## [WRITTEN INSTRUCTION]
Give back word for word the lines of the records, starting with the line that contains "the green island" and going on through the last line of the records.

** START **

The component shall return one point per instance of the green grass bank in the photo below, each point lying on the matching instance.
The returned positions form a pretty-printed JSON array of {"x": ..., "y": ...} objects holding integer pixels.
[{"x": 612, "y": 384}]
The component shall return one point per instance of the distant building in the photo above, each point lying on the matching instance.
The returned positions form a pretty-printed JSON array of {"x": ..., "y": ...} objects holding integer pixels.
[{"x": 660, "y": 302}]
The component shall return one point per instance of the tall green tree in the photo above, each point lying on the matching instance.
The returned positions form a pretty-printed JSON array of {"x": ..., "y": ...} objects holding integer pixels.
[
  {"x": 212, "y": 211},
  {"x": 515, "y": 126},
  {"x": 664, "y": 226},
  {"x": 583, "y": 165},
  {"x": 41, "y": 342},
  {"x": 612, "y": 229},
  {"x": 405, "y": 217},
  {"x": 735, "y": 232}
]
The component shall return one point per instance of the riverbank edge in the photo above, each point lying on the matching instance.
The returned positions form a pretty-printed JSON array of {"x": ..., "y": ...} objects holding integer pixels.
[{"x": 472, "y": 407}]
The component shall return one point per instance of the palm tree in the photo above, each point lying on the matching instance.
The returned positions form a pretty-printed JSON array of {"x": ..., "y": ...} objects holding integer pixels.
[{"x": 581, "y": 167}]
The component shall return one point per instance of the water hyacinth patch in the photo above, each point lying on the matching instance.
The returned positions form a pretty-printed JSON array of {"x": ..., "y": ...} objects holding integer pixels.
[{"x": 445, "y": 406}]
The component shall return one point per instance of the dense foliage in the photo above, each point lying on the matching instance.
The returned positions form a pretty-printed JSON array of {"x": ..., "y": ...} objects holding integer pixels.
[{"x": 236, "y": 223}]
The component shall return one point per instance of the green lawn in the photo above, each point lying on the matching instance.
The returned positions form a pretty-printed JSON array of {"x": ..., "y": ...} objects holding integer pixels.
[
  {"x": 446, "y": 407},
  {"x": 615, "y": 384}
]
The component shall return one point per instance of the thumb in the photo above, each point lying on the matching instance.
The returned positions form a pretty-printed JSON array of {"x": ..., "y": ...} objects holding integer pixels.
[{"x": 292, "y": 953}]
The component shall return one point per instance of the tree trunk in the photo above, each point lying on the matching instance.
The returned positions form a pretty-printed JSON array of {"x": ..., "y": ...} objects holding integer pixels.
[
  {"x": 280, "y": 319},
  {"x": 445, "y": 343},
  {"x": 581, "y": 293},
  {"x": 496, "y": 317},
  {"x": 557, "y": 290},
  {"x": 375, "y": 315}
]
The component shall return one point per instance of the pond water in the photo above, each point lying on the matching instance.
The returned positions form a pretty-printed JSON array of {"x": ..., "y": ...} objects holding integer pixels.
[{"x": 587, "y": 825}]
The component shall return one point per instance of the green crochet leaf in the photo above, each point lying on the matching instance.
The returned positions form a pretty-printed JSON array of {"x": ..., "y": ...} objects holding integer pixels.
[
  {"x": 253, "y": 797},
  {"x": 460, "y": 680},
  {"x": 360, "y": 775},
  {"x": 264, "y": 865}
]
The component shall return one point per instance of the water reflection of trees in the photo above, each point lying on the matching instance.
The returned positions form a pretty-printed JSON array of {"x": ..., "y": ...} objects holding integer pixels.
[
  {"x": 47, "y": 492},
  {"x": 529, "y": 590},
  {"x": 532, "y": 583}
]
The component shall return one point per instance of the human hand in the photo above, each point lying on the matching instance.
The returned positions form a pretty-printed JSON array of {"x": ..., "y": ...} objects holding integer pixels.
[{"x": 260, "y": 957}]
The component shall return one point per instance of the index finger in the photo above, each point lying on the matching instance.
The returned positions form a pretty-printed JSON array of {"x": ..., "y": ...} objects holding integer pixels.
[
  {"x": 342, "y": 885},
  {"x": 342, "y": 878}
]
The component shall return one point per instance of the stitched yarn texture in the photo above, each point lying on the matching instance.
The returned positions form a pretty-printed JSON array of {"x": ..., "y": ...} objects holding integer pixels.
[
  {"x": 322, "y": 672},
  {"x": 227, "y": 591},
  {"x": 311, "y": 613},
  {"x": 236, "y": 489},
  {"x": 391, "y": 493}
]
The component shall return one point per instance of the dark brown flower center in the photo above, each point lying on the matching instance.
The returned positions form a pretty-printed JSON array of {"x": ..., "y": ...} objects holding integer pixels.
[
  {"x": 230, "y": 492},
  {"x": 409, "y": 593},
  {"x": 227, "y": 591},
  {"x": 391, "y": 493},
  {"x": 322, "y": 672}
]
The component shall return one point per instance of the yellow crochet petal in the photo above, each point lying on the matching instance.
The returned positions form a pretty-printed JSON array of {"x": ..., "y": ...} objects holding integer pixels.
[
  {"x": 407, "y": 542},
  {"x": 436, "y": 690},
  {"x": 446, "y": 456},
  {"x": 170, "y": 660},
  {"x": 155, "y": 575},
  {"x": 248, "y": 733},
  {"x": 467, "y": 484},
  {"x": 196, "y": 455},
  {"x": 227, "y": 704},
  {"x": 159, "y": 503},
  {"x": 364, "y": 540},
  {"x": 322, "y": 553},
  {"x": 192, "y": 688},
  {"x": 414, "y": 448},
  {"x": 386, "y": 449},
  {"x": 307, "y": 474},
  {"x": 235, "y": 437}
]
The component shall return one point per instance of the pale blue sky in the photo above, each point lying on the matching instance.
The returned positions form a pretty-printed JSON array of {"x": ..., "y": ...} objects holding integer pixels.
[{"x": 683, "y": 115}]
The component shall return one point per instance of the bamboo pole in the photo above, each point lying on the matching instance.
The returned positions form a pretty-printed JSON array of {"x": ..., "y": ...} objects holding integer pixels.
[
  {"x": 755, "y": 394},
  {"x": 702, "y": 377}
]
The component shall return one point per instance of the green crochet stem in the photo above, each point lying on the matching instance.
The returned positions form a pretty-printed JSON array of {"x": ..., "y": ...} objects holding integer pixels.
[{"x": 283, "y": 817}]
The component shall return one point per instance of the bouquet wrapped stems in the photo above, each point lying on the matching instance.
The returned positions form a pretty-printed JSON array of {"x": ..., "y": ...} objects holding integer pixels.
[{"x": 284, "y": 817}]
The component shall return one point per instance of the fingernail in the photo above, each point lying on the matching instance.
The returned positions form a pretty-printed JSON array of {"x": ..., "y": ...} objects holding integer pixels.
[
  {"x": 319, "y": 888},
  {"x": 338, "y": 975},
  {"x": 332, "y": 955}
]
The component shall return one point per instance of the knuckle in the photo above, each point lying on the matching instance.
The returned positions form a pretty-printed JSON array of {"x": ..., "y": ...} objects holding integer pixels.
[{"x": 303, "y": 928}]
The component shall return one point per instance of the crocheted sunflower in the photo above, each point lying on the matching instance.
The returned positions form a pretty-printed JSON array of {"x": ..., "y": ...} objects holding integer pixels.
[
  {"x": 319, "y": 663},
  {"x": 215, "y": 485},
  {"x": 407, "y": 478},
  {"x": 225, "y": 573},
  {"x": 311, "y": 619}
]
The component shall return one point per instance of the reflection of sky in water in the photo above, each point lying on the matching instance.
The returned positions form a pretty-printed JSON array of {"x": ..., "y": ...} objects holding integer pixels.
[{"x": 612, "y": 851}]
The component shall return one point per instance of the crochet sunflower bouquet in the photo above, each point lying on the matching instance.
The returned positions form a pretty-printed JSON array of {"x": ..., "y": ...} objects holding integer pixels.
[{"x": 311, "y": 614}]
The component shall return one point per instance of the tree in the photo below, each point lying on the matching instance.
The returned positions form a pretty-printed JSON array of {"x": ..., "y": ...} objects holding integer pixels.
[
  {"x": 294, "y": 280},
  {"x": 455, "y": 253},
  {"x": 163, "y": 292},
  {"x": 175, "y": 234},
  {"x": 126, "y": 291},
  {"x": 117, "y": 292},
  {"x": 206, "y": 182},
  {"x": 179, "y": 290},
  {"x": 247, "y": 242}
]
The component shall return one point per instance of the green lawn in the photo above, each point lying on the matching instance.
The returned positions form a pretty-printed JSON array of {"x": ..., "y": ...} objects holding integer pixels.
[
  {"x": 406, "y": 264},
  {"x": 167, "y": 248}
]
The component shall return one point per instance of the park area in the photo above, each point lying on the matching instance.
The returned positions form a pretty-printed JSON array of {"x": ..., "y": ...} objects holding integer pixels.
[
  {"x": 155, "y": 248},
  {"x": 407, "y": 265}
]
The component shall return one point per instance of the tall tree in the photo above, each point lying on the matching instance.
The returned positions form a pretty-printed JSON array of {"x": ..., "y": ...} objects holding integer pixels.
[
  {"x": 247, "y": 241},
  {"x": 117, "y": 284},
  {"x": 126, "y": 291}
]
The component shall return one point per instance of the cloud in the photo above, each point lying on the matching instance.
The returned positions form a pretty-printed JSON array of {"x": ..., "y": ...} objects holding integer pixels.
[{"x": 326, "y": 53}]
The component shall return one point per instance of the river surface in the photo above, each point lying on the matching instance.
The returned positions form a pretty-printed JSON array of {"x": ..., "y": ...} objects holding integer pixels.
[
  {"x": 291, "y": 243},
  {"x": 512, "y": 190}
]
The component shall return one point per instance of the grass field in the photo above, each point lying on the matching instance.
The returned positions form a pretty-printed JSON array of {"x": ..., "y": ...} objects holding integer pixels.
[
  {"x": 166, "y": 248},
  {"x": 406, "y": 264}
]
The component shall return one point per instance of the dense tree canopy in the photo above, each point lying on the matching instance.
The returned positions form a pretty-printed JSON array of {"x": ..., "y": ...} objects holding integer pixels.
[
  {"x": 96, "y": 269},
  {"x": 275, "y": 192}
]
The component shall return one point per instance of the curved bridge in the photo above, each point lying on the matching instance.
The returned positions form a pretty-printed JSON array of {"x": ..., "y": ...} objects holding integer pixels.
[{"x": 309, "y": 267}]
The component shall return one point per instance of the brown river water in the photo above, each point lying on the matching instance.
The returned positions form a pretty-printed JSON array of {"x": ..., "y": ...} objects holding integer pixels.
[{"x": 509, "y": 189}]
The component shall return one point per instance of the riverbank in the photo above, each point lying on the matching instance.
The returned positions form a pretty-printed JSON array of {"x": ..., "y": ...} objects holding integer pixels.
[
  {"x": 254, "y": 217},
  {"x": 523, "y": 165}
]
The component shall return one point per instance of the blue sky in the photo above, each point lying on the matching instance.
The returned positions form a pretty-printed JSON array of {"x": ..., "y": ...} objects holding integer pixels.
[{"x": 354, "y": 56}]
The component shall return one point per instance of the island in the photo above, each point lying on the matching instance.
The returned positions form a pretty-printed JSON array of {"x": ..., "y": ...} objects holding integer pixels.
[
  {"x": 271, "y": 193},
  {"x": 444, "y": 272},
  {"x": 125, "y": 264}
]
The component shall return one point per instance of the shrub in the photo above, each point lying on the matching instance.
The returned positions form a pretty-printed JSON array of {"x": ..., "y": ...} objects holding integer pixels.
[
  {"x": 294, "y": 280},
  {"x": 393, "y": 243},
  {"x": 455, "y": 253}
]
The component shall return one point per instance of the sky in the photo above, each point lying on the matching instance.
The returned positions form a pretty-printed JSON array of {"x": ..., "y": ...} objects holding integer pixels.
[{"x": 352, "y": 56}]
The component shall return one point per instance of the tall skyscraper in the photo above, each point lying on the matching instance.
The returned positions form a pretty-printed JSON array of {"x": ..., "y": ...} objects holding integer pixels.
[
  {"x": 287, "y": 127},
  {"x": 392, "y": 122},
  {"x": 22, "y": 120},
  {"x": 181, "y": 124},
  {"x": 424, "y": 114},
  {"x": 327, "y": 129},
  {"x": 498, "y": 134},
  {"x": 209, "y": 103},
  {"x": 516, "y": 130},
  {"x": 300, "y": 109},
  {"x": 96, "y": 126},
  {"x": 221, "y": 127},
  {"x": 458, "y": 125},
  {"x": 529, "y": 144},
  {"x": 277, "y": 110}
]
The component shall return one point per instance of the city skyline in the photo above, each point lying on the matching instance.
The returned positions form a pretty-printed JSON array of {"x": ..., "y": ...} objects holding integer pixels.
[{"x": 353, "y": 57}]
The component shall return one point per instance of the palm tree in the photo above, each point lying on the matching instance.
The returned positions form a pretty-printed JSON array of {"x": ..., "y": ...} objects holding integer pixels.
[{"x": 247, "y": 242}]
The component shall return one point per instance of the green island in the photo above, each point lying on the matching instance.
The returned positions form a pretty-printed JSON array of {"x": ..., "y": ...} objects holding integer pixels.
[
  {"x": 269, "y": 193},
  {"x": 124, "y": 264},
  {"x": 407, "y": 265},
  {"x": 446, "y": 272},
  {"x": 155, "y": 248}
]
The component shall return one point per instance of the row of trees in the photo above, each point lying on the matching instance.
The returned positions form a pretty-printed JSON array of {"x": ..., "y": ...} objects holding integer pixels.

** END **

## [RESPONSE]
The component shall return one point per instance of the green island in the photo above, each point lying on the matching instance.
The returned positions form a pretty-printed JSON array of {"x": ..., "y": ...} objects holding integer pixels.
[
  {"x": 269, "y": 193},
  {"x": 124, "y": 264},
  {"x": 407, "y": 265},
  {"x": 446, "y": 272},
  {"x": 155, "y": 248}
]
The component shall return one point per instance of the row of trees in the photo above, each point lying on the matching instance.
The returned positions form a pretty-printed JSON array of {"x": ..., "y": ...} objects holding integer pixels.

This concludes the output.